GOAL → Print the lines below without any change, beginning at the line that contains "Return the outline of every instance of the **green" and stopping after the line that contains "M307 106L309 109L319".

DATA SECTION →

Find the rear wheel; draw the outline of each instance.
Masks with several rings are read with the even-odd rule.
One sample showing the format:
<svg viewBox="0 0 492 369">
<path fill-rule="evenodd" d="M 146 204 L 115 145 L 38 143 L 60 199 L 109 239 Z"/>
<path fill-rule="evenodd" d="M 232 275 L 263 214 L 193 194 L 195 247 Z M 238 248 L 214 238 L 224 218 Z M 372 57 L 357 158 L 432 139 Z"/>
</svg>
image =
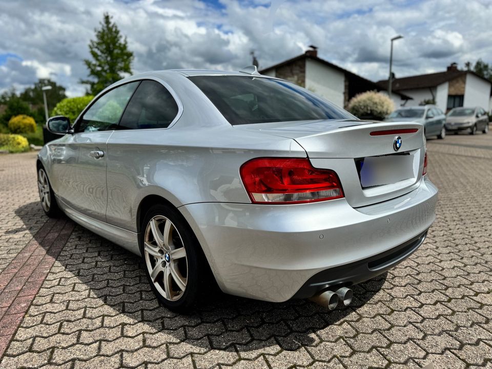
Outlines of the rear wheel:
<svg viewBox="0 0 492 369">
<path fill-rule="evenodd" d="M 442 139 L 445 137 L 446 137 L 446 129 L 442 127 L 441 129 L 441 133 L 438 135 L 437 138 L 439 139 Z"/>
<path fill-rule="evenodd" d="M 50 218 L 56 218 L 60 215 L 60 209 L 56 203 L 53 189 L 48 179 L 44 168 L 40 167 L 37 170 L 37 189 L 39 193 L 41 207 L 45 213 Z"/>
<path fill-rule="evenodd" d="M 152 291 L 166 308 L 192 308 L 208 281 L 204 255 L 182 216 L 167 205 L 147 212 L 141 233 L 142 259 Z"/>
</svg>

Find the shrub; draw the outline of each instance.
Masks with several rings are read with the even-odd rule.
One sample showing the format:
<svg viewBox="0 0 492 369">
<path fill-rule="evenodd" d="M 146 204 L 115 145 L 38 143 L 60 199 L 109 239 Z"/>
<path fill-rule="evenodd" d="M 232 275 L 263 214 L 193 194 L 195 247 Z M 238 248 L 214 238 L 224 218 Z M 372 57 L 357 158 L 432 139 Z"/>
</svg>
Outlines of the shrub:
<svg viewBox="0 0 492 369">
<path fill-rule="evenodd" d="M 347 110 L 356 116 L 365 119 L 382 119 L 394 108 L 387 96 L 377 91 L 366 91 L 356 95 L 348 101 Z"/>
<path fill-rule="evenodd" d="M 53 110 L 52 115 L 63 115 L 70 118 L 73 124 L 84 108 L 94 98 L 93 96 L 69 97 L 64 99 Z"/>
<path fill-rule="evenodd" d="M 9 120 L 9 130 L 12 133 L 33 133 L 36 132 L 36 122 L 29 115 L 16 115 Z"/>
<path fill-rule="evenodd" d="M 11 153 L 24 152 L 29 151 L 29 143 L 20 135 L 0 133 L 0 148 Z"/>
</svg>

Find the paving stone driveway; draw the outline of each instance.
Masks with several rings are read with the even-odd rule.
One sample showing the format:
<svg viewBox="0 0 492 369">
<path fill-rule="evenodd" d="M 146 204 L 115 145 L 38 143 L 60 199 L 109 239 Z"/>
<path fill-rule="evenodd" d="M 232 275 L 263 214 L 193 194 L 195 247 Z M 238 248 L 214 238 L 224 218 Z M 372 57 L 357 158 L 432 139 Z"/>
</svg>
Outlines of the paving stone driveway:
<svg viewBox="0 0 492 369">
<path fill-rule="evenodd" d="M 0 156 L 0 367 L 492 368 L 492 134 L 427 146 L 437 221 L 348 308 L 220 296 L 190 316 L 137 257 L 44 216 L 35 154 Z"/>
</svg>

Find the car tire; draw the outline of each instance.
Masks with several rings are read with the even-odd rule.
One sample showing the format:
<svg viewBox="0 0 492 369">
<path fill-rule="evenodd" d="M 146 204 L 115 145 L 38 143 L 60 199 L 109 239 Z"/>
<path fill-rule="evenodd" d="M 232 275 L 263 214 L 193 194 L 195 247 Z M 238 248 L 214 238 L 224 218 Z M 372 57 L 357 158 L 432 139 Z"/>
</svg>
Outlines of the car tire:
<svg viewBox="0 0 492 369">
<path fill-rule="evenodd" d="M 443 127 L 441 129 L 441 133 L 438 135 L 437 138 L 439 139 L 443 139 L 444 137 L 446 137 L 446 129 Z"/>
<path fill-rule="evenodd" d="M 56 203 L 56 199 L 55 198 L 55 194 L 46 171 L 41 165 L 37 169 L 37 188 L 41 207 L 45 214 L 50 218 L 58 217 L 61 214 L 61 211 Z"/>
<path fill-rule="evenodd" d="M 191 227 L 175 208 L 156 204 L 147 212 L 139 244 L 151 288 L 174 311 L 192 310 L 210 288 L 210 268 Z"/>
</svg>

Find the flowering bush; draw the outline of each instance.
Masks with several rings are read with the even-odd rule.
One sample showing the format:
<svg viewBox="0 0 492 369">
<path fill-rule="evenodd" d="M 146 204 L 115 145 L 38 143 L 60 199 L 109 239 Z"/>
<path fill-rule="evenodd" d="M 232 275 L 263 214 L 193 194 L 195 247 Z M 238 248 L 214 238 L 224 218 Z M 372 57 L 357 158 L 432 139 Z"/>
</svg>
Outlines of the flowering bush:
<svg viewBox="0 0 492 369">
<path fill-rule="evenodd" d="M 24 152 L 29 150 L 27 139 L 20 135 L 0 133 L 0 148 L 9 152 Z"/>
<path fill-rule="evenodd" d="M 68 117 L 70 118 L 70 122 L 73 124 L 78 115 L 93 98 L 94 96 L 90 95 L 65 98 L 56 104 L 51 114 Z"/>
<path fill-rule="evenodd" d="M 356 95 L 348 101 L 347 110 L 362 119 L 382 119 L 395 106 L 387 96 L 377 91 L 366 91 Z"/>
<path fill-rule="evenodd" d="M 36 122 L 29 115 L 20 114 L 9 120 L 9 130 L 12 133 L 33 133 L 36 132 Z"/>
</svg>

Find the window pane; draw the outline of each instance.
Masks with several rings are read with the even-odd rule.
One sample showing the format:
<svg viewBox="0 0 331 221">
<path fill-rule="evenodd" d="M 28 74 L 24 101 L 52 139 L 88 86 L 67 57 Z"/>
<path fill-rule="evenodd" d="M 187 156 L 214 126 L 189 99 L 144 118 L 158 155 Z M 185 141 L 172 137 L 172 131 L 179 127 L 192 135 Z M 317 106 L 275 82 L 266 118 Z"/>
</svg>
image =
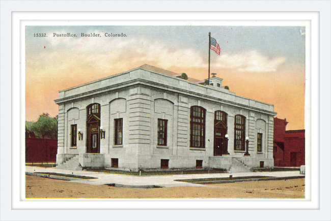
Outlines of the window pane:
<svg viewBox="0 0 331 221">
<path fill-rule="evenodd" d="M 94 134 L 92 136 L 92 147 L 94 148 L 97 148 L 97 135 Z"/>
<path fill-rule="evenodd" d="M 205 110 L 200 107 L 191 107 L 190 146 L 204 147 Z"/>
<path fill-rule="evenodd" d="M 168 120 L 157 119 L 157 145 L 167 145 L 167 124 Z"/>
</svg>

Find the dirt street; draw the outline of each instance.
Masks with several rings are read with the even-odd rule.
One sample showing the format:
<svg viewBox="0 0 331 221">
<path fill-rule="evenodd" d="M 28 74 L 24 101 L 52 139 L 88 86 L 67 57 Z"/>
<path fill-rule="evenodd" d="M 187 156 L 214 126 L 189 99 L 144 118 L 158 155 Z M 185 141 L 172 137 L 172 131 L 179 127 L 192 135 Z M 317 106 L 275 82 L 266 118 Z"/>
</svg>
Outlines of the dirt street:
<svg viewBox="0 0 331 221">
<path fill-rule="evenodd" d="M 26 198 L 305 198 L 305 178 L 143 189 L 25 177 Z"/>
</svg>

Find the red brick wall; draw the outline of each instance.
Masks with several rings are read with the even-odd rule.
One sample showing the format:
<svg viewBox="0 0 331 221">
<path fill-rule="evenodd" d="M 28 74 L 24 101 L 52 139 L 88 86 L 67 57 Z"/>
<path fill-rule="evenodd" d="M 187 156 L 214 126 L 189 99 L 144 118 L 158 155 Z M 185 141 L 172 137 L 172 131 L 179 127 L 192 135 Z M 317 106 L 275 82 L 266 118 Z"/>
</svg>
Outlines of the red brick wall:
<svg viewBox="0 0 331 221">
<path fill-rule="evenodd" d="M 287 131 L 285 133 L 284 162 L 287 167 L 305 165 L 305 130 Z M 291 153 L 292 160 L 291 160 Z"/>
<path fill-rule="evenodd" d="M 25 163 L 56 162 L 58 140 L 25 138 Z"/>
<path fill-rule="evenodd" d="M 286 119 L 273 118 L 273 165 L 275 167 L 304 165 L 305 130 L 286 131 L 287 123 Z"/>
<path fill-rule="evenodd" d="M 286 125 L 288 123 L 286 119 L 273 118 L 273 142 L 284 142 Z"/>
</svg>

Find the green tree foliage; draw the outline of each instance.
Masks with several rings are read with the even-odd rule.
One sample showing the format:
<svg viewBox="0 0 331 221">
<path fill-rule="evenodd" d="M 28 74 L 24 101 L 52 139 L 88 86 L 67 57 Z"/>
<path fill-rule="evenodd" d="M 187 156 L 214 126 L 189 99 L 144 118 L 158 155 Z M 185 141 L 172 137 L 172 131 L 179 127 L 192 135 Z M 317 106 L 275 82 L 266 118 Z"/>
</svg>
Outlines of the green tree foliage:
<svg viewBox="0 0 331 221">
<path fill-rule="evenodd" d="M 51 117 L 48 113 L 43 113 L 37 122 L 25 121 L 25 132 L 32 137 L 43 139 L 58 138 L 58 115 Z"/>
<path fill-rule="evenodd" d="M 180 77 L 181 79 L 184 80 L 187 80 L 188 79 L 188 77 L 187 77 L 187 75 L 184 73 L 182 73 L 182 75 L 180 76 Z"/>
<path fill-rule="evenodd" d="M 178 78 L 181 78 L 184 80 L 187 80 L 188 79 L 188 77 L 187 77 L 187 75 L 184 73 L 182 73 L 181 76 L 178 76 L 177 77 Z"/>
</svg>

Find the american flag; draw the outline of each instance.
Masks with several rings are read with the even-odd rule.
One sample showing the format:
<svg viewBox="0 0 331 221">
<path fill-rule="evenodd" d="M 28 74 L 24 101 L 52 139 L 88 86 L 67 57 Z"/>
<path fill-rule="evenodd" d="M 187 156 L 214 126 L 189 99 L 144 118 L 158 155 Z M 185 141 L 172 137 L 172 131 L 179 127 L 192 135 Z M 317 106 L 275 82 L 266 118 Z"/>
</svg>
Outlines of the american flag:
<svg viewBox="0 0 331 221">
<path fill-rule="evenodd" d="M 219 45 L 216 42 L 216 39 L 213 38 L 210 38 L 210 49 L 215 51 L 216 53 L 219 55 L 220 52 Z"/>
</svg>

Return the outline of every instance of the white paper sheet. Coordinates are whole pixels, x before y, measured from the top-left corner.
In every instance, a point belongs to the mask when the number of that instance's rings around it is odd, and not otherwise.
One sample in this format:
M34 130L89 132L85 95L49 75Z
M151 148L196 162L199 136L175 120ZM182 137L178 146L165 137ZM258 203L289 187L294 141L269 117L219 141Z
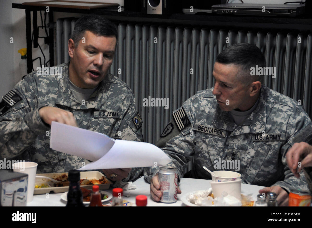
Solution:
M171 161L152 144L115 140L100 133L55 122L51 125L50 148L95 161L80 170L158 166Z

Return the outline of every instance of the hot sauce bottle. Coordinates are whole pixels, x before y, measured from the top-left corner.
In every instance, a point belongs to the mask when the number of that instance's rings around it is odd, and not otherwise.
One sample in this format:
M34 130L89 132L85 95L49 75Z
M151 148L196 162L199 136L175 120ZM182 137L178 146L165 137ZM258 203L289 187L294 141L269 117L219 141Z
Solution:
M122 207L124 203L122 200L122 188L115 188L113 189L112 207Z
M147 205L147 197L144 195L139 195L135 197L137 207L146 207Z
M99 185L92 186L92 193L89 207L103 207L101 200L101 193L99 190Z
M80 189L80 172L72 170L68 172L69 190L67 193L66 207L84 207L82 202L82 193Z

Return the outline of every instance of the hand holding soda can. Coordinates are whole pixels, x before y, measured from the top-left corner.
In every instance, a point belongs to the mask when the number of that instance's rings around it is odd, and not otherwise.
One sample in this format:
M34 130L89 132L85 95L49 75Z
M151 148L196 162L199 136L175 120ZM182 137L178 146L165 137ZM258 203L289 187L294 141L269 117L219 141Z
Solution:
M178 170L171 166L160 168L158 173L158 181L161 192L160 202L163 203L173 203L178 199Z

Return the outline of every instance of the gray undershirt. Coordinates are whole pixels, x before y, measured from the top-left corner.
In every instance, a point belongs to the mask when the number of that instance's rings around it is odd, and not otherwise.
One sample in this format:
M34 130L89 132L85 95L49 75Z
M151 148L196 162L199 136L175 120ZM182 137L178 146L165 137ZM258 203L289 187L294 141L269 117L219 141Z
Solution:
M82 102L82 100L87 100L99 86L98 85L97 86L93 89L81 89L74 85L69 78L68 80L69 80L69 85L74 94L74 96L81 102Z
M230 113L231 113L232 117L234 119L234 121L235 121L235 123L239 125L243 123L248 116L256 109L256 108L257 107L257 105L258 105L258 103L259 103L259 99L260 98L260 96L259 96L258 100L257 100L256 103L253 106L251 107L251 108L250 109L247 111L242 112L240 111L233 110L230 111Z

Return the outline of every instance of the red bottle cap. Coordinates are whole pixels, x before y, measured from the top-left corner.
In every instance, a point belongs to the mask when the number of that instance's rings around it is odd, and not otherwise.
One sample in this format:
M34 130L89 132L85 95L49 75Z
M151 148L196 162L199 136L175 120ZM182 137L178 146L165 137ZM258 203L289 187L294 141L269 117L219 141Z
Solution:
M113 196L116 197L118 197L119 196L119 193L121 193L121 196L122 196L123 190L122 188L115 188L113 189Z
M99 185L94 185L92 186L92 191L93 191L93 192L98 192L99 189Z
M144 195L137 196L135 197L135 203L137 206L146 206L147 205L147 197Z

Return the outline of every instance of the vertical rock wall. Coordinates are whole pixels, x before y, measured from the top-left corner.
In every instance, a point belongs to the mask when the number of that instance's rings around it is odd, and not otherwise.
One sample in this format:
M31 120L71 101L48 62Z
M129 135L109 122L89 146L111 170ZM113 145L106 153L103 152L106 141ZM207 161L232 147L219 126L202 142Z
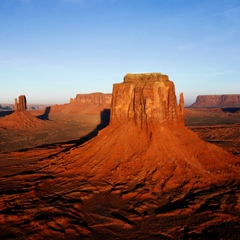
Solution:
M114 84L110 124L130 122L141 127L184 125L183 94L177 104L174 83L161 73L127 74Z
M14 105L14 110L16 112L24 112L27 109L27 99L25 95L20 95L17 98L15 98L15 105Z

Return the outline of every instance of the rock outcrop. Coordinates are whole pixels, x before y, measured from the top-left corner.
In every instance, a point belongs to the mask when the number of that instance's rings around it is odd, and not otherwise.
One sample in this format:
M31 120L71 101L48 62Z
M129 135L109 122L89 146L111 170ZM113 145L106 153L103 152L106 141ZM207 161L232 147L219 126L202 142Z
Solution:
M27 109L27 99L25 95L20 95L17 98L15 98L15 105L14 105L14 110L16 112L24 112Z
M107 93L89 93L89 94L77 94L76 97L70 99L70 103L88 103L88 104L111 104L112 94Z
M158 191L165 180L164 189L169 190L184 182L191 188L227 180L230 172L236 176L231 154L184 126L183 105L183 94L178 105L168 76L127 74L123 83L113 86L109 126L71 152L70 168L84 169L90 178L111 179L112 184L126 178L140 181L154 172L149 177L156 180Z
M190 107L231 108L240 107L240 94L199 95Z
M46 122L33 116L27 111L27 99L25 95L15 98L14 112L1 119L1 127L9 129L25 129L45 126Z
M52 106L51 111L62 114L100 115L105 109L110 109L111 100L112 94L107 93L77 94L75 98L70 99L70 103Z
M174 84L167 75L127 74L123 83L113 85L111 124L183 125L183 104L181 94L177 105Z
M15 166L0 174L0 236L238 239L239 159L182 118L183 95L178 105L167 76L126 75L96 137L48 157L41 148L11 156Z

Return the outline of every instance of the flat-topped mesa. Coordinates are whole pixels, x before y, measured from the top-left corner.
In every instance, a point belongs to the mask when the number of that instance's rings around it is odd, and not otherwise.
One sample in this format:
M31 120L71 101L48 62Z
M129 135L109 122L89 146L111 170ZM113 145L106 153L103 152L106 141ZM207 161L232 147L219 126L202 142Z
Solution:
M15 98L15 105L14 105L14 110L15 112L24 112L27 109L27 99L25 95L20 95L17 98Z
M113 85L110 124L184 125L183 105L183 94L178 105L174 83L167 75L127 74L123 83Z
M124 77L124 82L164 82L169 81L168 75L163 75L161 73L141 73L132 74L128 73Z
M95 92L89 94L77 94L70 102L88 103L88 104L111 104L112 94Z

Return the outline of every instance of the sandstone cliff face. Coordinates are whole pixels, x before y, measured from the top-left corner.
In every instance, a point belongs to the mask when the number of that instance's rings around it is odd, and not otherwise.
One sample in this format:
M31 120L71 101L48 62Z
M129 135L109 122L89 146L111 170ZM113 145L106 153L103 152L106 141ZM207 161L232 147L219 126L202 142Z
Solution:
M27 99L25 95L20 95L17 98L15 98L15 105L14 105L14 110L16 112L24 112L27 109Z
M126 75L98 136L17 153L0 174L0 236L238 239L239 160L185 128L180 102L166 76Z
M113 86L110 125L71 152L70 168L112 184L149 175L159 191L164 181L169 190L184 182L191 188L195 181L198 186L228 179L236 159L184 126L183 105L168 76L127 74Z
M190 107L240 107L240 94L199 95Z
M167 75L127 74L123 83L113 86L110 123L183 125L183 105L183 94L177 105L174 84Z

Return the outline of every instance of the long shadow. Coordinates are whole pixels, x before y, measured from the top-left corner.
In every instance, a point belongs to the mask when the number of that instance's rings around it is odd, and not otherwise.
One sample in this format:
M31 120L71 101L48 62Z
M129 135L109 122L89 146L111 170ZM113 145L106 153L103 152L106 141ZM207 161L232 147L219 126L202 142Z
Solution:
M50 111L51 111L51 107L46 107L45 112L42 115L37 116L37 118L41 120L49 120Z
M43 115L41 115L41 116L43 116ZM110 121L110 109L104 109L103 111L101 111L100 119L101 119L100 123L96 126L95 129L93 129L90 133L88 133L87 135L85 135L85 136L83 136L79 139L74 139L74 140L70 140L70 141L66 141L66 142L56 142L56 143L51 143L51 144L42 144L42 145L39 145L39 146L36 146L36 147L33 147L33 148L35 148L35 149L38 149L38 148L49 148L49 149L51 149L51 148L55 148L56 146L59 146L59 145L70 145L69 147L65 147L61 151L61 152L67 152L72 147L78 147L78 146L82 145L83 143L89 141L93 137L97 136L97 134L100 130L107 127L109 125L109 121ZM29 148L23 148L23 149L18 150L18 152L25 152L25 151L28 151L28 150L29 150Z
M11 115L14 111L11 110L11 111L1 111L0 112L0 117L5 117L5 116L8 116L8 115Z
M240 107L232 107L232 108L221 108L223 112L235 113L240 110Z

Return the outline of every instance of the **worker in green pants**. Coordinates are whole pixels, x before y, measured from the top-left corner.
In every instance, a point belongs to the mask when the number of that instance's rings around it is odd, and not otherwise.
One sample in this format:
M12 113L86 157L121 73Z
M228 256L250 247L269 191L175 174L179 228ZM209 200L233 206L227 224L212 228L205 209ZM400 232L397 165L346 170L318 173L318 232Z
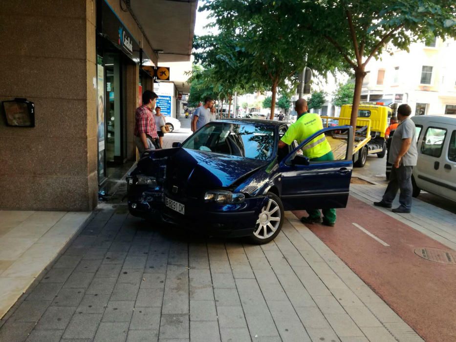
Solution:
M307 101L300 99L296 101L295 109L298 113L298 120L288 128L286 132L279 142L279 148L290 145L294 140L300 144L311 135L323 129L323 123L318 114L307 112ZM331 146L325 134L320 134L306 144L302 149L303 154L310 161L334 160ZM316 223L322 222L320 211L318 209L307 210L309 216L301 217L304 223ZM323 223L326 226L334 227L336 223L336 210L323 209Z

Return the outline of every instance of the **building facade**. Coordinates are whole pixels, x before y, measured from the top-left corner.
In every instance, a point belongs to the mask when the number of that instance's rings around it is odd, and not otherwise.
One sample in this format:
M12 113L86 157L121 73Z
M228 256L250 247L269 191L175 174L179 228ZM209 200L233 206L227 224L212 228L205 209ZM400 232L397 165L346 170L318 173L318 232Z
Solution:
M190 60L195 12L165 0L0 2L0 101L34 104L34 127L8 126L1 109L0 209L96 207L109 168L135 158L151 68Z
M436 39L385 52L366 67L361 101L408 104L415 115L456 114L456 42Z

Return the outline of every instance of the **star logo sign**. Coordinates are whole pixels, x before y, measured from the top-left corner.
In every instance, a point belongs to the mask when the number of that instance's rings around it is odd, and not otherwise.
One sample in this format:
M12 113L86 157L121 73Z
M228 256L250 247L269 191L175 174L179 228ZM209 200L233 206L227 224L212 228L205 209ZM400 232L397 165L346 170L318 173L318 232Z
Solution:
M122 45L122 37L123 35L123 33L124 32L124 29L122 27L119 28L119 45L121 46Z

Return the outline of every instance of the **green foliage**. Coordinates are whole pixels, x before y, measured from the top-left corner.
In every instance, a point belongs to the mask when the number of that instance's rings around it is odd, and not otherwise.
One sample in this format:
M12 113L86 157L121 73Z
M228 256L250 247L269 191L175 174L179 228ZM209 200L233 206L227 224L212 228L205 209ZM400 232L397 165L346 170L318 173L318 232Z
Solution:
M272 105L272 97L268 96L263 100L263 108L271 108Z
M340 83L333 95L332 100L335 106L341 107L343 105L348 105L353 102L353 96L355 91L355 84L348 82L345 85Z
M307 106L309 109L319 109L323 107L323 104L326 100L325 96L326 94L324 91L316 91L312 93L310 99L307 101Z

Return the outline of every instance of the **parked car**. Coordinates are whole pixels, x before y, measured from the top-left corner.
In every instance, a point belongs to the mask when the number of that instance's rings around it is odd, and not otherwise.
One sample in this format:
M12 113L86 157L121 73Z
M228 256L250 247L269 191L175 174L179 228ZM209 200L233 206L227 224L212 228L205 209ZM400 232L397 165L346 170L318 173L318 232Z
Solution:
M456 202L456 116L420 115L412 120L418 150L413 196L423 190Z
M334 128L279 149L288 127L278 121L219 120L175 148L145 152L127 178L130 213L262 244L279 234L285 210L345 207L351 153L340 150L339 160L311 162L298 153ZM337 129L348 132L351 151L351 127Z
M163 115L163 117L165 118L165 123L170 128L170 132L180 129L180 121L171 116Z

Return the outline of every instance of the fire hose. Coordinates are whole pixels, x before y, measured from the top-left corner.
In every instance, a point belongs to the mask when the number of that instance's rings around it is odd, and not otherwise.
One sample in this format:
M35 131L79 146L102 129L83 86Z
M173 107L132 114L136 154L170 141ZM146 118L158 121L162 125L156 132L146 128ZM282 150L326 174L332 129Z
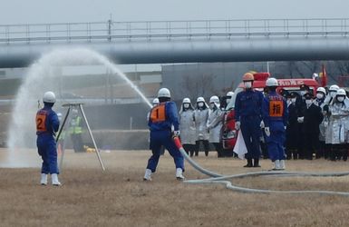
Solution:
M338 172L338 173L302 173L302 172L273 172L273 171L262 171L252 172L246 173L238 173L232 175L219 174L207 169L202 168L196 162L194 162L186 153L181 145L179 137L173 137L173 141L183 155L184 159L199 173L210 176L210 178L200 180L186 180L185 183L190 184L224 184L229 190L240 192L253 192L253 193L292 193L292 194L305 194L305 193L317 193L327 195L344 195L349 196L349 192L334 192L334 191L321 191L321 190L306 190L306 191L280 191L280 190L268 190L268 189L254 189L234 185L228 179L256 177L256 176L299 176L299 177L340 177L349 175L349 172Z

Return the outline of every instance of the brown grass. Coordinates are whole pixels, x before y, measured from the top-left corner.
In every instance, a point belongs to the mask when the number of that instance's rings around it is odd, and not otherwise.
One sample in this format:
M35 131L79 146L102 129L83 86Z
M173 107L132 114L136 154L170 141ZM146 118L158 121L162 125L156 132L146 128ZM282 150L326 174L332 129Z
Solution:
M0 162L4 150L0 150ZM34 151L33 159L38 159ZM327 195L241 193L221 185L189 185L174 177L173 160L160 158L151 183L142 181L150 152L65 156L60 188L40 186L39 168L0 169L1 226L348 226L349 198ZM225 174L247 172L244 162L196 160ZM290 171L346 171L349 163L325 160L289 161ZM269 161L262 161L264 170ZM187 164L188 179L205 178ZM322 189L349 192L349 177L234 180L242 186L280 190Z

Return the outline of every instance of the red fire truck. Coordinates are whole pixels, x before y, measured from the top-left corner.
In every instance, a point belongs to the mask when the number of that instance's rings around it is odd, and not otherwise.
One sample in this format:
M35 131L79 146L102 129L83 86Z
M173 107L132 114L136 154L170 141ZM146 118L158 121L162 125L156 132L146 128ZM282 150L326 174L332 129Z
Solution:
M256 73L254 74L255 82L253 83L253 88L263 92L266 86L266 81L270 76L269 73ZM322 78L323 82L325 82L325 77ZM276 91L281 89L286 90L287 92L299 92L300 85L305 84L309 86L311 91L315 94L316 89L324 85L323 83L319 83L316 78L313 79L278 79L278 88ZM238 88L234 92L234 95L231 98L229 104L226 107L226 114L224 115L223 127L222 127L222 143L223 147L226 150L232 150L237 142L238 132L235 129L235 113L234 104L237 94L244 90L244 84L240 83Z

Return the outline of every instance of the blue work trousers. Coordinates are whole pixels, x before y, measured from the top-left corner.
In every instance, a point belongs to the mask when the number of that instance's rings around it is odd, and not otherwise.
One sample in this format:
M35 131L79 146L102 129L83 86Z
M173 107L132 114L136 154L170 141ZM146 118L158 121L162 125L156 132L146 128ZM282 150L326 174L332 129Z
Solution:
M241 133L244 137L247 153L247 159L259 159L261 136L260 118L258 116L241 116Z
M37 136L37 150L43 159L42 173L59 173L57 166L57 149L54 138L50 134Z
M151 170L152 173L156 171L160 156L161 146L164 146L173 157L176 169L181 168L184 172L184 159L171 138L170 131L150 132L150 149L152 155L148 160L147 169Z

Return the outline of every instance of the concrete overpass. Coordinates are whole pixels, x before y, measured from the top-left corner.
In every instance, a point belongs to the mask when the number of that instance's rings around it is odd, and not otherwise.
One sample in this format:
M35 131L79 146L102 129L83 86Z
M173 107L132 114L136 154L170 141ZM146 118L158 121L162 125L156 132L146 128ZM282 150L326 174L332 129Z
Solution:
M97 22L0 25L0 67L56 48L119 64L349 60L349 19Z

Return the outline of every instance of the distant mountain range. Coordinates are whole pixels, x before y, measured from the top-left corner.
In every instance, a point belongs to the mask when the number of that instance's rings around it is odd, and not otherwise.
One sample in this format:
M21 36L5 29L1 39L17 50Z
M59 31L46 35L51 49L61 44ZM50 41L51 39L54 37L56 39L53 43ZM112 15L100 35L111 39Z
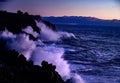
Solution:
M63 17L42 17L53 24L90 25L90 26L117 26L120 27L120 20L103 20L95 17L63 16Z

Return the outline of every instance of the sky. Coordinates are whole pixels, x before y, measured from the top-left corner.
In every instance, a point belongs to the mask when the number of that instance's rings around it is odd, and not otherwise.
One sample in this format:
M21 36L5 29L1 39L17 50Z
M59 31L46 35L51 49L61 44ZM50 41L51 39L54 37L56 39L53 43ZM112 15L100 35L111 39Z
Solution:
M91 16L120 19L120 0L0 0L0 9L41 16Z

EXERCISE ANSWER →
Return the outline of every instance of the **green foliage**. Coordinates are whole pixels, x before y, measured from the top-left corner.
In every instance, a point belongs to the mask when the number of that instance's rings around it is odd, and not otherwise.
One sample in this format:
M12 113L86 157L121 73Z
M228 256L250 247L269 191L175 174L179 228ZM209 200L233 206L227 224L212 228L205 209ZM400 232L397 165L346 170L318 173L318 232Z
Solution:
M272 105L272 97L268 96L263 100L263 108L271 108Z
M340 83L333 95L332 100L335 106L341 107L343 105L348 105L353 102L353 96L355 91L355 84L348 82L345 85Z
M307 106L309 109L319 109L323 107L323 104L326 100L325 96L326 94L324 91L316 91L312 93L310 99L307 101Z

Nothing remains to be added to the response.